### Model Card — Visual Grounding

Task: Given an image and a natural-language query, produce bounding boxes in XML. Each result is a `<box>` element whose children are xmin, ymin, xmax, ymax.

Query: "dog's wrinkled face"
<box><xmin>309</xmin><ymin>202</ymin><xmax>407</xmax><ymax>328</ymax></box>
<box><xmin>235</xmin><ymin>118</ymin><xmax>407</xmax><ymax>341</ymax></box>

--------------------------------------------------

Task description - Write out all of the entries above word for word, with no changes.

Finished answer -
### Model Card — Visual Grounding

Task: Given an image and a natural-language query, produce bounding boxes in XML. Each result is a `<box>` element whose children are xmin, ymin, xmax, ymax.

Query: "dog's wrinkled face"
<box><xmin>309</xmin><ymin>202</ymin><xmax>407</xmax><ymax>328</ymax></box>
<box><xmin>235</xmin><ymin>118</ymin><xmax>407</xmax><ymax>341</ymax></box>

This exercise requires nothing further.